* start PROVIDED DATA *

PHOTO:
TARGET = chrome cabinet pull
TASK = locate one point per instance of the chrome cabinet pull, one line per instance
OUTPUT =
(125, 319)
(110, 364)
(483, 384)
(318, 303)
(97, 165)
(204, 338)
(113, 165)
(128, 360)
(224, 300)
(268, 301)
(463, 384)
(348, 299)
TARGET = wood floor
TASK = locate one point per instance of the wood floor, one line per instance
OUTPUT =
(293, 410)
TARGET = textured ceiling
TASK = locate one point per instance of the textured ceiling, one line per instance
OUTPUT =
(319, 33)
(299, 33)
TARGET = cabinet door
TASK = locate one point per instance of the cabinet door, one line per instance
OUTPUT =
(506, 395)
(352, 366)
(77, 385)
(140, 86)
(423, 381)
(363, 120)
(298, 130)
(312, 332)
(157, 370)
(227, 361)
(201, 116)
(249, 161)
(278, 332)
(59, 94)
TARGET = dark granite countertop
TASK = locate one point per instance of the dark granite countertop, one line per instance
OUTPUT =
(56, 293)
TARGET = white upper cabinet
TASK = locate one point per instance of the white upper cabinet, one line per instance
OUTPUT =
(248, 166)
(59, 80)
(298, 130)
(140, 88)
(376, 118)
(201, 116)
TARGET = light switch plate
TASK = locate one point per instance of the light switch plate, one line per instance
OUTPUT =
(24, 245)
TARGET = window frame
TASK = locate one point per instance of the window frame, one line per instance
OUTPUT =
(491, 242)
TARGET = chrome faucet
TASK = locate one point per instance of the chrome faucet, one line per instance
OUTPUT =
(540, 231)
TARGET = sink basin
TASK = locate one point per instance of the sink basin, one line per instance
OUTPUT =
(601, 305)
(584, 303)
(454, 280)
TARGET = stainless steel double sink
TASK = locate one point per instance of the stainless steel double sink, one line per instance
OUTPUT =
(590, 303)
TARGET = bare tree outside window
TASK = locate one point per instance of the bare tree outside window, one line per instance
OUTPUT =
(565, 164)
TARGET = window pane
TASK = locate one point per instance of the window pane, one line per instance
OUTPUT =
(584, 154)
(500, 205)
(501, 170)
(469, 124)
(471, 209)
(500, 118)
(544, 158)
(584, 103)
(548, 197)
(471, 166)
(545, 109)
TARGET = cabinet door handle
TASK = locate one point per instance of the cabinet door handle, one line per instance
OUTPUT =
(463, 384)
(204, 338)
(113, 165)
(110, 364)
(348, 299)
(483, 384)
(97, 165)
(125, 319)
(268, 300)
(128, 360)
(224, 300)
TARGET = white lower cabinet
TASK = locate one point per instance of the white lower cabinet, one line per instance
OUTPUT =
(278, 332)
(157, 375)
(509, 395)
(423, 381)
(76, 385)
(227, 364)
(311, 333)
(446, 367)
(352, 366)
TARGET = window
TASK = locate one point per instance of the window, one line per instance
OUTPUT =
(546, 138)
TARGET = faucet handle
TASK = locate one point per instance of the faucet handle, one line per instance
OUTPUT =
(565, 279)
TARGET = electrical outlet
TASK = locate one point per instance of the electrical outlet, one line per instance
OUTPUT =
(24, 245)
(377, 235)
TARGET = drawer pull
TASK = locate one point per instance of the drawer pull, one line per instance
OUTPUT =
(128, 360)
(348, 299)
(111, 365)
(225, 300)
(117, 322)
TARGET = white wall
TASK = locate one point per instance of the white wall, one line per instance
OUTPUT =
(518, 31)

* end PROVIDED DATA *

◆ WHAT TO PRODUCE
Produce an exact copy of every entry above.

◆ TASK OUTPUT
PHOTO:
TARGET = chrome cabinet pull
TASK = locate one point per instance of the chrome cabinet pull, one line per instance
OUTPUT =
(125, 319)
(110, 364)
(483, 384)
(318, 303)
(97, 165)
(204, 338)
(113, 165)
(128, 360)
(224, 300)
(268, 301)
(463, 384)
(348, 299)
TARGET = wood floor
TASK = locate one point per instance of the wood floor, one line per instance
OUTPUT =
(293, 410)
TARGET = textured ceiling
TASK = locate one point per instance of the textured ceiling, one line per instance
OUTPUT =
(319, 33)
(299, 33)
TARGET = cabinet door
TASK = locate one point per instance of the cabinet door, one line per instance
OUTPUT =
(506, 395)
(352, 366)
(77, 385)
(140, 86)
(423, 381)
(363, 120)
(298, 130)
(312, 332)
(157, 370)
(227, 361)
(201, 116)
(249, 161)
(278, 332)
(59, 94)
TARGET = dark granite countertop
TASK = locate one point per instance of the dark granite countertop, one line per instance
OUTPUT =
(56, 293)
TARGET = white upper cabinet
TASK = locate one point per instance of the white upper cabinet, one line per instance
OUTPUT =
(248, 166)
(59, 80)
(298, 130)
(140, 88)
(376, 118)
(201, 116)
TARGET = light switch plate
TASK = locate one point per instance of the light switch plate, one line per instance
OUTPUT =
(24, 245)
TARGET = window frame
TASK = locate one point per instance of the window frame, one line per instance
OUTPUT =
(491, 242)
TARGET = chrome faucet
TASK = locate one point per instance of the chrome faucet, one line per instance
OUTPUT =
(540, 231)
TARGET = sink basin
TASK = locate one point per instance of the sink basin, one line per instance
OUTPUT =
(601, 305)
(584, 303)
(454, 280)
TARGET = stainless steel double sink
TASK = locate one point per instance of the stainless steel double sink, one line per instance
OUTPUT =
(590, 303)
TARGET = bare tree outside window
TASK = locate one point per instance of the bare tree outside window, one line per instance
OUTPUT =
(565, 164)
TARGET = window pane
TASK = locate one point per instance of the window pane, one line per instance
OUTPUT =
(584, 154)
(500, 205)
(501, 170)
(469, 124)
(471, 209)
(500, 118)
(544, 158)
(584, 103)
(548, 197)
(471, 166)
(545, 109)
TARGET = cabinet door handle
TASK = locate one point per instance of the cabinet door handle, one line per instance
OUTPUT =
(463, 384)
(204, 338)
(113, 165)
(110, 364)
(348, 299)
(483, 384)
(97, 165)
(125, 319)
(268, 300)
(128, 360)
(224, 300)
TARGET = white lower cabinet
TASK = locate one point per instance of the white lower cabinet, one line per instance
OUTPUT =
(278, 332)
(157, 375)
(509, 395)
(423, 381)
(76, 385)
(227, 364)
(311, 333)
(446, 367)
(352, 366)
TARGET = window
TASK = locate one point per instance of the window, one line per instance
OUTPUT =
(546, 138)
TARGET = faucet handle
TASK = locate one point per instance of the faucet handle, one line per instance
OUTPUT =
(565, 279)
TARGET = electrical outlet
TASK = locate one point per instance of the electrical outlet, one line per instance
OUTPUT =
(24, 245)
(377, 235)
TARGET = drawer pull
TASK = locate one point per instance of the drawer pull, one line per instance
OUTPUT =
(128, 360)
(348, 299)
(111, 365)
(225, 300)
(117, 322)
TARGET = white wall
TASK = locate one point per instance of the white wall, one line per instance
OUTPUT =
(518, 31)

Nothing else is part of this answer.